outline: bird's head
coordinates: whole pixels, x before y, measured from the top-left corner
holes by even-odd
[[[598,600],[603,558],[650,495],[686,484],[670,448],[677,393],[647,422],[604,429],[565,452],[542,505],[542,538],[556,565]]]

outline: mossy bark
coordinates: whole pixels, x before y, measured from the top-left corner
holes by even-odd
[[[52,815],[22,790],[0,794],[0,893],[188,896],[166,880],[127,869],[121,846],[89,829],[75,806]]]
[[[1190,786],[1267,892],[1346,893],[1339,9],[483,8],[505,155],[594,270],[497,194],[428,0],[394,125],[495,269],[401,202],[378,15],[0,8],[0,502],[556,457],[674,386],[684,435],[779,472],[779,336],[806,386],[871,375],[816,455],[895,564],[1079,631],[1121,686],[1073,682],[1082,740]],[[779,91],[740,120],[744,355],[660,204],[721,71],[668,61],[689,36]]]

= = = =

* What you will do:
Print every line of the material above verbatim, with no changes.

* Output below:
outline: bird's head
coordinates: whole pixels, x before y, measured from the top-left corner
holes by even-odd
[[[598,600],[603,558],[650,495],[686,484],[670,448],[677,393],[647,422],[604,429],[565,452],[542,505],[542,538],[556,565]]]

outline: mossy bark
coordinates: whole pixels, x before y, measured from the top-left corner
holes by even-odd
[[[52,815],[22,790],[0,794],[0,893],[188,896],[166,880],[127,869],[121,846],[89,829],[75,806]]]
[[[1190,786],[1267,892],[1346,893],[1339,9],[483,8],[505,155],[594,270],[497,194],[428,0],[394,125],[495,269],[401,202],[378,15],[0,8],[0,502],[556,457],[674,386],[684,435],[779,472],[779,336],[806,386],[871,375],[816,455],[895,564],[1079,631],[1121,686],[1073,682],[1082,740]],[[779,91],[740,120],[744,355],[660,204],[721,71],[668,61],[689,36]]]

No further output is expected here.